Consigne 1 » Dans l'extrait, reprenez le passage qui commence aux mots « J'ai également souhaité » et s'arrête après « d'une cité sensible. », en substituant « quartier populaire » à « quartier défavorisé ».

▬▬▬▬▬▬

Le 9 décembre dernier, j'ai moi-même signé une convention avec le président de VédiorFrance afin de poursuivre l'initiative originale de partenariat entre le secteur public et le secteur privé qui en 2005 a permis à 500 jeunes de découvrir, dans les écoles et centres de formation de la police, au cours d'un stage sécurité-citoyenneté, l'ensemble des métiers de la sécurité.
Cette initiative est d'autant plus intéressante, au-delà de l'originalité de son organisation, qu'elle permet à des jeunes en recherche d'emploi d'élaborer un projet professionnel concret.
Dans les mois suivant le stage, 13% d'entre eux ont trouvé un emploi stable dans des métiers de la sécurité ou en entreprise, 32% ont passé la sélection ADS ou cadets ou ont participé au concours de gardien de la paix, 6% sont en voie d'incorporation par concours pour embrasser des carrières dans la gendarmerie et les douanes.
Au vu de ces résultats, j'ai souhaité que cette opération soit reconduite en 2006 et étendue à 1 000 jeunes de 18 à 25 ans.
A ma demande, la direction de la formation de la police nationale, en étroite collaboration avec les services de l'éducation nationale, travaille à la création d'un BEP des métiers de la sécurité, offrant, ainsi de nouvelles perspectives à des jeunes de 16 à 18 ans, qui pourront, par ce biais, s'ils le souhaitent, reprendre des études longues dans le cadre du nouveau baccalauréat professionnel "sécurité-prévention", dont la première session débutera à la rentrée scolaire 2006.
J'ai également souhaité que soient créées, dès cette année, des classes préparatoires intégrées pour aider des jeunes représentant toutes les composantes de la nation et donc toute la diversité de la société à entrer dans la fonction publique à un haut niveau de responsabilité.
Permettez-moi de m'attarder un instant sur cette mesure.
Il ne s'agit pas là de favoriser tel ou tel parce qu'il vient d'un quartier défavorisé ou d'une cité sensible.
L'origine géographique des candidats ne saurait constituer à elle seule un passeport d'entrée.
Ces classes préparatoires ont été ouvertes à des candidats ayant subi une sélection drastique.
Ils possèdent tous les conditions et les diplômes requis, mais leur situation familiale, sociale ou personnelle ne leur a pas donné toutes les chances nécessaires d'obtenir un métier à la hauteur de leurs qualifications.
Cette nouvelle mesure permet à ces jeunes qualifiés, motivés et méritants de se présenter aux concours administratifs munis d'atouts que leur situation sociale leur avait refusés.
Il s'agit finalement, que l'Etat donne aux moins favorisés les mêmes chances que celles dont bénéficient les enfants de familles qui peuvent leur offrir des formations privées de préparation aux concours.
Je remercie la direction générale de la police nationale, et plus particulièrement sa direction de la formation ainsi que l'Ecole Nationale Supérieure de Police, d'avoir tout mis en œuvre pour que cet objectif soit atteint dans des délais aussi courts. Sachez que je suis heureux d'avoir en face de moi des jeunes qui ont de l'énergie, de la volonté et le désir de servir leurs concitoyens en se préparant aux concours d'officiers et de commissaires de police.

▬▬▬▬▬▬

Consigne 2 » Relevez chaque ligne des enregistrements qui contient la chaîne « triangle », en tenant compte de la casse.

▬▬▬▬▬▬

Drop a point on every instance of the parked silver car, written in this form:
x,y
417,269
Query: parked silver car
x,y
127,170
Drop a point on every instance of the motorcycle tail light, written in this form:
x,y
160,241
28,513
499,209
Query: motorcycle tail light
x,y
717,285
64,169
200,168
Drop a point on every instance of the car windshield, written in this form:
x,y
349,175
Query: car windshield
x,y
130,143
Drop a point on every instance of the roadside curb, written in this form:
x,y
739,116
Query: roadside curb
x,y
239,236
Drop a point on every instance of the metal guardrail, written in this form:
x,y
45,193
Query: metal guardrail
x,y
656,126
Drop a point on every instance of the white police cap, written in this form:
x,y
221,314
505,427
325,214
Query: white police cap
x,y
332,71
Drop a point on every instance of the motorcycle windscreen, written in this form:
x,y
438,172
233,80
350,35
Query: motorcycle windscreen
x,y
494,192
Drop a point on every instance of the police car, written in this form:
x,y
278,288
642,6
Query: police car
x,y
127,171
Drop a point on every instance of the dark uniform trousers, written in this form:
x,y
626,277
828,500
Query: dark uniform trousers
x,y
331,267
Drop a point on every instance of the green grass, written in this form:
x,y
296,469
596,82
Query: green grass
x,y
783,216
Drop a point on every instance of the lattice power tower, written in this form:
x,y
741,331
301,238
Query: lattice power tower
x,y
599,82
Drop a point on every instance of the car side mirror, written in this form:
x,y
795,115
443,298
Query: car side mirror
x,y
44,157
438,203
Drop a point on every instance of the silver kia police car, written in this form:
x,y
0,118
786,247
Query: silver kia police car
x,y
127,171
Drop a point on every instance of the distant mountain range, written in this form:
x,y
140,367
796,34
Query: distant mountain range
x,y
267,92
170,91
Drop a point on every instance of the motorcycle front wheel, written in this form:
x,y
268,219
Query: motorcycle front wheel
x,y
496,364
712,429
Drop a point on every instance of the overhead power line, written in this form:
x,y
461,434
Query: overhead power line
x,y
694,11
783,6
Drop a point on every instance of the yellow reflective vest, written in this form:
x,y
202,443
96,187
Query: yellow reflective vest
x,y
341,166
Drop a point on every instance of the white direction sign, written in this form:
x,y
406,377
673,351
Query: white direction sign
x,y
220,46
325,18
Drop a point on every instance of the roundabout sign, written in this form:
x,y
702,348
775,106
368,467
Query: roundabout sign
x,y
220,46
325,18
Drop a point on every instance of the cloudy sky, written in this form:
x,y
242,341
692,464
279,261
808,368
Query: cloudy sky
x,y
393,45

▬▬▬▬▬▬

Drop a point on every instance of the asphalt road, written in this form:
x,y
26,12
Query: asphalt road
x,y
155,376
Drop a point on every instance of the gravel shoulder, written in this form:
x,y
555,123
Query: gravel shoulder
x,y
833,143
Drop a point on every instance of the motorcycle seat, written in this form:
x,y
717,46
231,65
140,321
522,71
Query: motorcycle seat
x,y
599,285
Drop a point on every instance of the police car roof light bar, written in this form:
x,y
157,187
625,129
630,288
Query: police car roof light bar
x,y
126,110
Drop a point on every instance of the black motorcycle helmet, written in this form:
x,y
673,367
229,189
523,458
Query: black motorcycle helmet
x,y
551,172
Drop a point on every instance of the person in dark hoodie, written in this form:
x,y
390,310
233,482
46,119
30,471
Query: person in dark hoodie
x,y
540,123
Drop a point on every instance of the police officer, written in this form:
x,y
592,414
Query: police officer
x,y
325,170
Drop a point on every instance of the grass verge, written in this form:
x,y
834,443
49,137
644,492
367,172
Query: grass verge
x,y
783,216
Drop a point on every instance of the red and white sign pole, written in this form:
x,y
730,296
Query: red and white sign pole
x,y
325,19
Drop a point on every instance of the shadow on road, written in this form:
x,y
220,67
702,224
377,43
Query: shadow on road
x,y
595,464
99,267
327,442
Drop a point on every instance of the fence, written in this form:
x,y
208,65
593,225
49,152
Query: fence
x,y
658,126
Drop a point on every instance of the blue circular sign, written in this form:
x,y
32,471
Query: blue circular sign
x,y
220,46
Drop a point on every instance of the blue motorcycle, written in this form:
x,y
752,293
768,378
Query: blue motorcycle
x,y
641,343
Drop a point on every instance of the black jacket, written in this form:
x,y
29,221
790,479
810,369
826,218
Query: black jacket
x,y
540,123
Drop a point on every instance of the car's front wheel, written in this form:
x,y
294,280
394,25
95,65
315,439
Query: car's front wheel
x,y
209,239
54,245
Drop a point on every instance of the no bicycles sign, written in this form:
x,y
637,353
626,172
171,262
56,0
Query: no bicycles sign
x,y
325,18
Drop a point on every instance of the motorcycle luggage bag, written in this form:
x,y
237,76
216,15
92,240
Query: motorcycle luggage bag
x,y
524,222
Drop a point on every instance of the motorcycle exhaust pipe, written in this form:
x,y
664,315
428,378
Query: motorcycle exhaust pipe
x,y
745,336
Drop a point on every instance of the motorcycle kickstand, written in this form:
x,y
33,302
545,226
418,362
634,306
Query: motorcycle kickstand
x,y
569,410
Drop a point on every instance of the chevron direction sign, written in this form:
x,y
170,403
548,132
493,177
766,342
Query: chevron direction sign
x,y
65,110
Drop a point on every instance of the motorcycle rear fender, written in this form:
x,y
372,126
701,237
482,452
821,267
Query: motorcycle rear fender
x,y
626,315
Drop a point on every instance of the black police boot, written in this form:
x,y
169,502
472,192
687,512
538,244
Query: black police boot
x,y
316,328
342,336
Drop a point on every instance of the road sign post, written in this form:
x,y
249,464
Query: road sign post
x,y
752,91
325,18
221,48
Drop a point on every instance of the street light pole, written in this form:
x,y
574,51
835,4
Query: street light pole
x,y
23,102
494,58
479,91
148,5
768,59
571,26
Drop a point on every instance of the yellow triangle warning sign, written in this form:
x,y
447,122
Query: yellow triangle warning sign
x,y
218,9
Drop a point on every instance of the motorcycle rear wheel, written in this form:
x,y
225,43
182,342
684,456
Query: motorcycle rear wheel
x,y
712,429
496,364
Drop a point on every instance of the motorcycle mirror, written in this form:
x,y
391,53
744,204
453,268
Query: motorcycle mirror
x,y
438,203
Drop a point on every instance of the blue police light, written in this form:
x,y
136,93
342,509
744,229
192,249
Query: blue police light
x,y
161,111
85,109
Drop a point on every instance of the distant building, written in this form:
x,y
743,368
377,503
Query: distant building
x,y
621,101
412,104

▬▬▬▬▬▬

Réponse complète 1 »
J'ai également souhaité que soient créées, dès cette année, des classes préparatoires intégrées pour aider des jeunes représentant toutes les composantes de la nation et donc toute la diversité de la société à entrer dans la fonction publique à un haut niveau de responsabilité.
Permettez-moi de m'attarder un instant sur cette mesure.
Il ne s'agit pas là de favoriser tel ou tel parce qu'il vient d'un quartier populaire ou d'une cité sensible.

Réponse complète 2 »
Drop a point on every instance of the yellow triangle warning sign, written in this form:
Query: yellow triangle warning sign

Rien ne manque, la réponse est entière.